[[ Input for this task, beginning ]]

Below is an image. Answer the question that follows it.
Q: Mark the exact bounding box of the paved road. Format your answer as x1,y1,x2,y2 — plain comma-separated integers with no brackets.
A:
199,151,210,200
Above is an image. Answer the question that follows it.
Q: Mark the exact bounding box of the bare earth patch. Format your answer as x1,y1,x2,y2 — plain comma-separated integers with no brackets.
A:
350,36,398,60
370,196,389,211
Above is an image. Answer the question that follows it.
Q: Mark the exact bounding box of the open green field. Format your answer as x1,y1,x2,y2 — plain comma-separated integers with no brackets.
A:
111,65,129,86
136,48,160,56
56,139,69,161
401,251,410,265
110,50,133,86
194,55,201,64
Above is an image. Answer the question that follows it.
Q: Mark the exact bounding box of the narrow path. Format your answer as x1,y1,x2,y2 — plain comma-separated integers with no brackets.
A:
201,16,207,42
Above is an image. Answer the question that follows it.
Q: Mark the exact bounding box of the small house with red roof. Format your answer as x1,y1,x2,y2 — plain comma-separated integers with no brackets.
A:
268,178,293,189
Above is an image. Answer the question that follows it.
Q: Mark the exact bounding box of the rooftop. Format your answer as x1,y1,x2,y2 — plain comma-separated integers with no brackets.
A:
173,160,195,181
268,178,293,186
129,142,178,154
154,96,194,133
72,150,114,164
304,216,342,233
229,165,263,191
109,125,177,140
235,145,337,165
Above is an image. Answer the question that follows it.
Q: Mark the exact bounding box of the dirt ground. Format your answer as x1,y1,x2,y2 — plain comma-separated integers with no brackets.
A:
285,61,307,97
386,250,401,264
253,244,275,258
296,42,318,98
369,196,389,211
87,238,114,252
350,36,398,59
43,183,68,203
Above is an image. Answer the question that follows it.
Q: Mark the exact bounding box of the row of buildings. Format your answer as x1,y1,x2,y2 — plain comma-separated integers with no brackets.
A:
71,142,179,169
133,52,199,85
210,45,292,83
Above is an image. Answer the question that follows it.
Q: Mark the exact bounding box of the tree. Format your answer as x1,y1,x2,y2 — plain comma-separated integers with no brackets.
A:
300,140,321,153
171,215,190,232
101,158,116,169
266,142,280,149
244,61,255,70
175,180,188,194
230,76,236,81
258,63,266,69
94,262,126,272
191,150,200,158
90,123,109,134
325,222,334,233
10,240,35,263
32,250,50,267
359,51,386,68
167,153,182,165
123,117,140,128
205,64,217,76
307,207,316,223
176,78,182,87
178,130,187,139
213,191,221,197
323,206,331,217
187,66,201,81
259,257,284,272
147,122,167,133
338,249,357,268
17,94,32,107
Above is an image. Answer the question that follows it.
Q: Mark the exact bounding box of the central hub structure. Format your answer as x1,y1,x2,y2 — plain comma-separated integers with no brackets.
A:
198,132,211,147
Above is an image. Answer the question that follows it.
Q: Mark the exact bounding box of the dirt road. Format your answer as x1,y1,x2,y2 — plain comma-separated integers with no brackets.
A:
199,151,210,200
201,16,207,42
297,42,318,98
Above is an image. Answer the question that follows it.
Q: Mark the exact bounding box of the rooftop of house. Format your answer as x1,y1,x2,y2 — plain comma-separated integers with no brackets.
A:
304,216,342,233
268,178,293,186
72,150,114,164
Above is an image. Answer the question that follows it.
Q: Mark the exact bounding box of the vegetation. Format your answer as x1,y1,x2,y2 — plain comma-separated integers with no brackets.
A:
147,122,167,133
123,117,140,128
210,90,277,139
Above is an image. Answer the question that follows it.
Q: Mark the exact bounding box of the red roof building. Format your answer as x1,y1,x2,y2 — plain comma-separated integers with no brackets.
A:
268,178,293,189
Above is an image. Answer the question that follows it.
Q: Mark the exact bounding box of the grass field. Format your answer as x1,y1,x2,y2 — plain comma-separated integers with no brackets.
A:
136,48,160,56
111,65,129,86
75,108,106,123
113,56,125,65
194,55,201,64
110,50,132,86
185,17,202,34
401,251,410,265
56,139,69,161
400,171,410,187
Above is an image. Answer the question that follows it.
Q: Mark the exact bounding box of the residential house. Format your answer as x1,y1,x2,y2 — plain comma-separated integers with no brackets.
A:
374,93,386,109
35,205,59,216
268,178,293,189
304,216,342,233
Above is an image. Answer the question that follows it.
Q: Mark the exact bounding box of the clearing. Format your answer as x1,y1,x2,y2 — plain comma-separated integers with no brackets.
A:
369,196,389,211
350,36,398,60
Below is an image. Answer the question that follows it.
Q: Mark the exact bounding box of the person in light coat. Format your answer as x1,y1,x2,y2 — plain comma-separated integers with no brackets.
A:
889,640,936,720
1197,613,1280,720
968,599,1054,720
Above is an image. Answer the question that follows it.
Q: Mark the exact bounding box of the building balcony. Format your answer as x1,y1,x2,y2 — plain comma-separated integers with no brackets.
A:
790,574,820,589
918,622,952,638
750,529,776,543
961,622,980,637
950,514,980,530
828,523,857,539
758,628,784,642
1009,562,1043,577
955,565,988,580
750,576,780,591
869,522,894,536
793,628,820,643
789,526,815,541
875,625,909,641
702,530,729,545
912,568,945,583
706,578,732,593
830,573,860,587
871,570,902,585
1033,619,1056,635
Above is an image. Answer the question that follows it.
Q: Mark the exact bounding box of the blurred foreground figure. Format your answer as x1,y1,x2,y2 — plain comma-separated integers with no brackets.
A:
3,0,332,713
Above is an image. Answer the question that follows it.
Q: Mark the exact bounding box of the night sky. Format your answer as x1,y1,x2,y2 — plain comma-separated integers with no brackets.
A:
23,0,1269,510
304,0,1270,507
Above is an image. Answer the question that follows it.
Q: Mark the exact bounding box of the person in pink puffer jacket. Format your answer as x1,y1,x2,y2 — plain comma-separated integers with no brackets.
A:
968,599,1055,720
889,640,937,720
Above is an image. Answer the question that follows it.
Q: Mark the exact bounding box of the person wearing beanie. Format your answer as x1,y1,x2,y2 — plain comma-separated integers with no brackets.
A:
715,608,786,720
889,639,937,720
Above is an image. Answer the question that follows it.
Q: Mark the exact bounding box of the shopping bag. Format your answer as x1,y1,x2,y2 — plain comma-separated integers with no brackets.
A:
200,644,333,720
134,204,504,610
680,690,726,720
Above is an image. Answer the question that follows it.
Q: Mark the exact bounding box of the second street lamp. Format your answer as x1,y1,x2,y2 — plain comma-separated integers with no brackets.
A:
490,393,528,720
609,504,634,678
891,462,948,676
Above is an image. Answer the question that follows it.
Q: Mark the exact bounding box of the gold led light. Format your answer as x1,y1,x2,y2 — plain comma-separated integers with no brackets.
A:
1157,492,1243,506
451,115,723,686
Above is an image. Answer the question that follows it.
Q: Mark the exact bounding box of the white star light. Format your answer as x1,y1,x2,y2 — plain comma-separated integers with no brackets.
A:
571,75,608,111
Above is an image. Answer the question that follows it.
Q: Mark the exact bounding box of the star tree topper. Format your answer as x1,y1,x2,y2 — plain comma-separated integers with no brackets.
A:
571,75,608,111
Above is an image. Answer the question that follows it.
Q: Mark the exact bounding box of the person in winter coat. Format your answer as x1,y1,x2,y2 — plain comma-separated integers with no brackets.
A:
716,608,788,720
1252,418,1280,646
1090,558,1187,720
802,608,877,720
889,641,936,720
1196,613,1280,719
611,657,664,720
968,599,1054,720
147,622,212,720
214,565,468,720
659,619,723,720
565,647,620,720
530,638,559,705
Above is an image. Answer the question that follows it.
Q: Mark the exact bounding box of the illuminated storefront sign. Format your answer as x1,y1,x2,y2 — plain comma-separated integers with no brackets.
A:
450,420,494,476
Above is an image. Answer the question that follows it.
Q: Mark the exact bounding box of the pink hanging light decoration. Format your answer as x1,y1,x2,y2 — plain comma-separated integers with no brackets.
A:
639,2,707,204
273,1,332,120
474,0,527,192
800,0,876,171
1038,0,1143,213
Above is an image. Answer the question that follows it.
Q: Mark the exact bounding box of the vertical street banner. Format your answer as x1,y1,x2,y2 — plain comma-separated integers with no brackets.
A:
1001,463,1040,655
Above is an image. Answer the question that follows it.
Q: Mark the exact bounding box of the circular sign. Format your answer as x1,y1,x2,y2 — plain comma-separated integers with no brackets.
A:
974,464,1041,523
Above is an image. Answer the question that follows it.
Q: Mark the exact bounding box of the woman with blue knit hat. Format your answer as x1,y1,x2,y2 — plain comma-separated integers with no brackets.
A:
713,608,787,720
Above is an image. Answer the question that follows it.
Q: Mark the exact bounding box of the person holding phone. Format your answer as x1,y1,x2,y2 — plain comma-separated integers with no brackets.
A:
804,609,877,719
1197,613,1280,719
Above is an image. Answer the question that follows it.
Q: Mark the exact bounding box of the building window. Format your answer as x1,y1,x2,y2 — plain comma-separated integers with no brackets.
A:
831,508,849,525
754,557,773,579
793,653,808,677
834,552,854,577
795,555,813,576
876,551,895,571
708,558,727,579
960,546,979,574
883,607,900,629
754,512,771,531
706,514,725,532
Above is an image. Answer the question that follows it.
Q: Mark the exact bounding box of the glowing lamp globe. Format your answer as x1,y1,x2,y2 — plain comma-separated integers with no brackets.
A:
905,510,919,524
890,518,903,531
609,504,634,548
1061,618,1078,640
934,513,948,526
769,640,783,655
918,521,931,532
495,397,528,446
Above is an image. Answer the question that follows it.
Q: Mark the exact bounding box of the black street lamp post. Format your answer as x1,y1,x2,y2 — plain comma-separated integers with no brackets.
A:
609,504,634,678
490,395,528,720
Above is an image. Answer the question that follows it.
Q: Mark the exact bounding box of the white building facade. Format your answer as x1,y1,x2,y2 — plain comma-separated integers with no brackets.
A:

[[ Input for this task, end ]]

= Exercise goal =
Looking at the data above, count the lines that contain the string "pink" and give only the count.

= Exercise response =
2